--- Named object pointing entries ---
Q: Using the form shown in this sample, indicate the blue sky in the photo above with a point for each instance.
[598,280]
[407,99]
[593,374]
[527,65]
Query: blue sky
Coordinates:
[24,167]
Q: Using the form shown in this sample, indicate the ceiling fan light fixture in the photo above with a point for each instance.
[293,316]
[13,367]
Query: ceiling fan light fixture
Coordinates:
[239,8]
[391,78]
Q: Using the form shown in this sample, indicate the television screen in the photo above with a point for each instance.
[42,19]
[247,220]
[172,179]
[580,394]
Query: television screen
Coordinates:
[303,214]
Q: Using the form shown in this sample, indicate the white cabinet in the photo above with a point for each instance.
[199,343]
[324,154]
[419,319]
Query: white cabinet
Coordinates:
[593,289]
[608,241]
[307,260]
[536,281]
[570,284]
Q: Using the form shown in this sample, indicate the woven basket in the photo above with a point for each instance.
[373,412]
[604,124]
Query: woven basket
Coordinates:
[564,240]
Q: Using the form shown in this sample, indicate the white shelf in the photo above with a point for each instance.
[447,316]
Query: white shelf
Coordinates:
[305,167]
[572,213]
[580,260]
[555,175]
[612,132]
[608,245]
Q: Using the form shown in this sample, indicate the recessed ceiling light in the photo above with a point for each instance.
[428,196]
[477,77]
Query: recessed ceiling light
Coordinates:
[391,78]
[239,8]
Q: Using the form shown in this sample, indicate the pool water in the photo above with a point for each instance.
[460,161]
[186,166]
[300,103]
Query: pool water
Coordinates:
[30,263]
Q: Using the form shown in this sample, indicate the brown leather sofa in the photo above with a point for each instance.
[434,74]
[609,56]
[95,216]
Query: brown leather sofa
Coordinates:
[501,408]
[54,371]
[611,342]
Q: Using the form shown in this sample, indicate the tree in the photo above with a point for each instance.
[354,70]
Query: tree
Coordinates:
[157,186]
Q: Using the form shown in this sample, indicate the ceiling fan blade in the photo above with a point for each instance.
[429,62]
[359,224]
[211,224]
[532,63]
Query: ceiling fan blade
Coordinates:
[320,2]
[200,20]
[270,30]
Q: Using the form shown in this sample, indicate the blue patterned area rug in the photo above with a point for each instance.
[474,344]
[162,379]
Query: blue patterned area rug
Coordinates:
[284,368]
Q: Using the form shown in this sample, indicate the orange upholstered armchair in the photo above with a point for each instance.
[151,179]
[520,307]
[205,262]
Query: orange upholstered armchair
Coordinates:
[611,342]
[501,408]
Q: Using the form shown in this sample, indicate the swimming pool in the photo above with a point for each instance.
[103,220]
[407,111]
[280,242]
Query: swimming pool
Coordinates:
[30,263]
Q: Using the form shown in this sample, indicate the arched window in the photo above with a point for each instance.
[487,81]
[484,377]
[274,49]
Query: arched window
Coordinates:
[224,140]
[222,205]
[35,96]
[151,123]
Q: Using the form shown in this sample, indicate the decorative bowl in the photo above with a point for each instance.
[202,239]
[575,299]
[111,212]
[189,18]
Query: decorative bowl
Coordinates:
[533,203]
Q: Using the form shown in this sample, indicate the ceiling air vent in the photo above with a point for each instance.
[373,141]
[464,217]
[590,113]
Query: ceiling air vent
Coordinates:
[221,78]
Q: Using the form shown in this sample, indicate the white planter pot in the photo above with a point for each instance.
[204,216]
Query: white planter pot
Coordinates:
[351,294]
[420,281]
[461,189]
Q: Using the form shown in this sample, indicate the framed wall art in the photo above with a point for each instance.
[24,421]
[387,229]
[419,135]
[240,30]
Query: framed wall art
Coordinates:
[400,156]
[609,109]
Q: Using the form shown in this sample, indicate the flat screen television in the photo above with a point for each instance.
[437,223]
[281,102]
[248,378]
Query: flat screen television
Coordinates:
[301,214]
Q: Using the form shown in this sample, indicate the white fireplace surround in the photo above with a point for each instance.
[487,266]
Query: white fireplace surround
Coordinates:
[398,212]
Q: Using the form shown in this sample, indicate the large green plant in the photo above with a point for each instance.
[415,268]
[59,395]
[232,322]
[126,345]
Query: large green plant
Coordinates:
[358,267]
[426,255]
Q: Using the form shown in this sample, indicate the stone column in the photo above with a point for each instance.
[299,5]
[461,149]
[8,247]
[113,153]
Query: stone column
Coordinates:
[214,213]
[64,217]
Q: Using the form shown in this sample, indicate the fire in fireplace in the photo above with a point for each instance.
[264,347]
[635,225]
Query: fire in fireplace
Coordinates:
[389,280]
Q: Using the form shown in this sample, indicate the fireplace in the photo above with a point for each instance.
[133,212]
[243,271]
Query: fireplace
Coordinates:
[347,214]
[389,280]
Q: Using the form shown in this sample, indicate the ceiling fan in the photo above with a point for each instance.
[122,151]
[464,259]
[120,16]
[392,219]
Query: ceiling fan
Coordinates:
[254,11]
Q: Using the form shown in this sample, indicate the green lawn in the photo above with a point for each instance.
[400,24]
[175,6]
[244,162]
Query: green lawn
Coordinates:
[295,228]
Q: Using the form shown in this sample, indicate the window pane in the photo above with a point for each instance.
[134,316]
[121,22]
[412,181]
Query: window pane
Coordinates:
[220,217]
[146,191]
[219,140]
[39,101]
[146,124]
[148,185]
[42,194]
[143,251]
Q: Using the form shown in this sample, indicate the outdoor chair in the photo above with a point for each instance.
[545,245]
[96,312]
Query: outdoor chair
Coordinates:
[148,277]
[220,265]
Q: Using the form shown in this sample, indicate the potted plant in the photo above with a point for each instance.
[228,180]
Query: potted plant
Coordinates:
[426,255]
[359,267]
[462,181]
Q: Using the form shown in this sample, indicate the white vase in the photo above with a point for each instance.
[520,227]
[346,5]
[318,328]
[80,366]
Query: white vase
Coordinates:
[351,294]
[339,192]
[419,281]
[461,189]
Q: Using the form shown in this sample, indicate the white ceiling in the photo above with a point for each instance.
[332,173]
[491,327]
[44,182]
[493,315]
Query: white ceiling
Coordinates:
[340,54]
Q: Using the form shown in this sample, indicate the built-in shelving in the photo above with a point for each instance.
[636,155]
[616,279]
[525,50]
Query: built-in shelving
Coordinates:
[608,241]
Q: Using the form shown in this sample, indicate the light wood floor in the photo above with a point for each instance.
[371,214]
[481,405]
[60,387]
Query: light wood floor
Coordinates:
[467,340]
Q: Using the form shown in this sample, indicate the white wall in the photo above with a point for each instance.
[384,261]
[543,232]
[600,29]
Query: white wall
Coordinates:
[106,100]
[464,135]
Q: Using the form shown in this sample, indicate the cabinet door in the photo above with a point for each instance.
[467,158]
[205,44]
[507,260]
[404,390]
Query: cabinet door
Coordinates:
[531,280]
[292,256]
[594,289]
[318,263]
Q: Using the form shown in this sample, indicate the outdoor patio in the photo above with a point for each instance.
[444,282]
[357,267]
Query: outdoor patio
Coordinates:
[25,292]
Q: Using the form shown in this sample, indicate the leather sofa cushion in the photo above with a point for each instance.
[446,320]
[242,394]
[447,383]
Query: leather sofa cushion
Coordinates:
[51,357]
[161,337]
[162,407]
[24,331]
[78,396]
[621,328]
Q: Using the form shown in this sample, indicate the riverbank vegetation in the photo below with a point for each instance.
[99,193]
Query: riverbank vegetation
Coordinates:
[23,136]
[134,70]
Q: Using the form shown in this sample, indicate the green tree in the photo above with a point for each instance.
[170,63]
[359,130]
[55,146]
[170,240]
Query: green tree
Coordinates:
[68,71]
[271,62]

--- Request ---
Please write out all of the items above again, line for line, without changing anything.

--- Answer for the task ---
Q: Using the form shown in this sample, indicate the blue sky in the photo above with a point for each instance.
[598,280]
[407,99]
[593,374]
[527,65]
Query: blue sky
Coordinates:
[24,167]
Q: Using the form shown in this sample, indicate the ceiling fan light fixture in the photo above with a point for each instance.
[293,316]
[13,367]
Query: ceiling fan light fixture
Coordinates:
[239,8]
[391,78]
Q: Using the form shown in this sample, indicate the television screen in the photo above with a point for each instance.
[42,19]
[247,220]
[172,179]
[580,394]
Query: television screen
Coordinates:
[303,214]
Q: Using the form shown in this sample, indicate the white cabinet in the photo above with a point for each instance.
[199,343]
[324,154]
[419,319]
Query: white cabinet
Coordinates:
[593,289]
[608,241]
[307,260]
[536,281]
[570,284]
Q: Using the form shown in this sample, indicate the woven basket in the photo above with a point for each instance.
[373,412]
[604,124]
Query: woven basket
Coordinates:
[564,240]
Q: Using the form shown in this sample, indicate the white shelf in the photo above with a point for each instance.
[447,316]
Query: white shelf
Coordinates:
[305,167]
[572,213]
[580,260]
[555,175]
[612,132]
[608,245]
Q: Using the form shown in this sample, indicate the recessed ceiling light in the photo above with a point for each instance.
[428,196]
[477,77]
Query: recessed ceiling light
Coordinates:
[391,78]
[239,8]
Q: Using the form shown in this sample, indicate the pool water in the photo above with a point for each instance.
[460,161]
[186,166]
[300,103]
Query: pool water
Coordinates:
[30,263]
Q: Using the form shown in this sample, indicate the brown leather sofa in the photo above with a point for each instance.
[434,74]
[609,56]
[95,216]
Query: brown leather sofa
Coordinates:
[501,408]
[54,371]
[611,342]
Q: Using the form shown in this sample, indicate the tree in the photo above with a point for each instance.
[354,70]
Query: tree
Coordinates:
[157,186]
Q: Using the form shown in this sample, indicate the ceiling fan blade in the photo above with a point for each instance.
[429,62]
[359,224]
[211,224]
[532,63]
Query: ceiling fan blade
Coordinates:
[320,2]
[200,20]
[270,30]
Q: Using the form shown in this sample, indicate the blue patterned area rug in the photo above with a point for each instance.
[474,344]
[162,379]
Query: blue patterned area rug
Coordinates:
[284,368]
Q: Using the form shown in this sample, indicate the orange upholstered armchair in the photo above with a point for each instance.
[151,179]
[520,307]
[205,262]
Query: orange upholstered armchair
Coordinates:
[611,342]
[501,408]
Q: Using the form shown in this sample, indicate the swimming pool in the photo above with a point for each instance.
[103,220]
[407,111]
[280,242]
Query: swimming pool
Coordinates:
[30,263]
Q: Using the form shown in this sample, indicate the arched window in the photo above with a point for each instance.
[487,81]
[484,377]
[274,49]
Query: arched window
Coordinates:
[224,140]
[222,205]
[35,96]
[151,123]
Q: Using the form shown in this sample, indicate the decorative bowl in the photo above with a point for each instance.
[202,239]
[575,299]
[111,212]
[189,18]
Query: decorative bowl
Coordinates:
[533,203]
Q: Using the form shown in this sample, indicate the ceiling air vent in the photo above with a point for each instance.
[373,141]
[464,217]
[590,113]
Query: ceiling air vent
Coordinates:
[221,78]
Q: Using the form shown in this sample, indicate the white planter pot in the photo above with a point for each instance.
[204,216]
Query: white planter pot
Coordinates:
[351,294]
[420,281]
[461,189]
Q: Using the form shown in this sample, indicate the framed wall art in the photo above with a point for each instance.
[24,421]
[387,229]
[419,135]
[240,30]
Query: framed wall art
Coordinates:
[400,156]
[609,109]
Q: Using the form shown in this sample, indicate the flat screen television in the photo above with a point for each instance.
[437,223]
[281,102]
[248,378]
Query: flat screen television
Coordinates:
[301,214]
Q: Using the form shown in this sample, indicate the white fireplace surround in the photo above with a point for each instance.
[487,266]
Query: white fireplace surround
Coordinates:
[398,212]
Q: Using the form shown in this sample, indicate the large green plant in the photo above with a point for each instance.
[415,268]
[59,395]
[232,322]
[126,345]
Query: large green plant
Coordinates:
[358,267]
[426,255]
Q: Using the form shown in this sample, indicate the stone column in the photo above with a point for each instance.
[299,5]
[461,149]
[8,247]
[113,153]
Query: stone column
Coordinates:
[214,213]
[64,217]
Q: Using the form shown in this sample, indicate the fire in fireplace in the photo above with a point for each instance.
[264,347]
[635,225]
Query: fire in fireplace
Coordinates:
[389,280]
Q: Using the form shown in this sample, indicate the fireplace in the photo above with a point for each instance.
[133,212]
[243,271]
Query: fireplace
Coordinates:
[347,214]
[389,280]
Q: Using the form shown in this sample, indicate the ceiling fan in the photo above with a point for each instance.
[122,151]
[464,259]
[120,16]
[392,219]
Query: ceiling fan
Coordinates:
[254,11]
Q: Using the form shown in this sample, indicate the green lawn in the photo above with a point for each instance.
[400,24]
[175,6]
[244,162]
Query: green lawn
Coordinates:
[295,228]
Q: Using the form shown in this sample, indicate the window pane in the photo above with a point for each instance.
[134,316]
[121,22]
[412,181]
Query: window pane
Coordinates:
[220,217]
[146,191]
[219,140]
[39,101]
[146,124]
[148,185]
[42,194]
[143,251]
Q: Using the form shown in this sample, indicate the outdoor chair in the photo above with a point for each instance.
[545,245]
[96,312]
Query: outdoor chair
Coordinates:
[148,277]
[220,265]
Q: Using the form shown in this sample, indicate the potted plant in the photo above with a point for each instance.
[228,180]
Query: potted plant
Coordinates:
[426,255]
[359,267]
[462,181]
Q: Using the form shown in this sample, indicate the white vase in the photo above with a point for each instance.
[520,227]
[346,5]
[318,328]
[80,366]
Query: white vase
Coordinates:
[351,294]
[339,192]
[419,281]
[461,189]
Q: Using the form shown in this sample, indicate the white ceiling in the photo above with a point for each instance.
[332,173]
[491,327]
[44,182]
[493,315]
Query: white ceiling
Coordinates:
[340,54]
Q: Using the form shown in this sample, indicate the built-in shelving in the photo above with a point for each instance.
[636,155]
[616,279]
[525,50]
Query: built-in shelving
Coordinates:
[608,241]
Q: Using the form shown in this sample, indicate the light wood floor in the photo above with a point for each instance.
[371,214]
[481,405]
[60,387]
Query: light wood floor
Coordinates:
[467,340]
Q: Using the form shown in this sample, indicate the white wall in the photo above with a point for each instance.
[384,261]
[543,232]
[600,29]
Query: white wall
Coordinates:
[106,100]
[464,135]
Q: Using the form shown in this sample, indicate the cabinet door in the photo above with a point for each instance.
[467,158]
[205,44]
[507,260]
[404,390]
Query: cabinet door
Coordinates:
[531,280]
[292,256]
[594,289]
[318,263]
Q: Using the form shown in this sample, indicate the outdoor patio in the photo above with a point for each instance.
[444,282]
[357,267]
Query: outdoor patio
Coordinates:
[25,292]
Q: Using the form shown in this sample, indicate the leather sofa cushion in the photo above with a point for each instance.
[446,320]
[242,394]
[447,383]
Query: leather sofa cushion
Coordinates:
[51,357]
[161,337]
[162,407]
[24,331]
[78,396]
[621,328]
Q: Using the form shown in this sample, indicate the riverbank vegetation in the photo below with a point for each instance.
[99,193]
Query: riverbank vegetation
Coordinates:
[23,136]
[134,70]
Q: Using the form shown in this sample, indicate the green tree in the photo above with a point for each instance.
[170,63]
[359,130]
[55,146]
[170,240]
Query: green tree
Coordinates:
[68,71]
[271,62]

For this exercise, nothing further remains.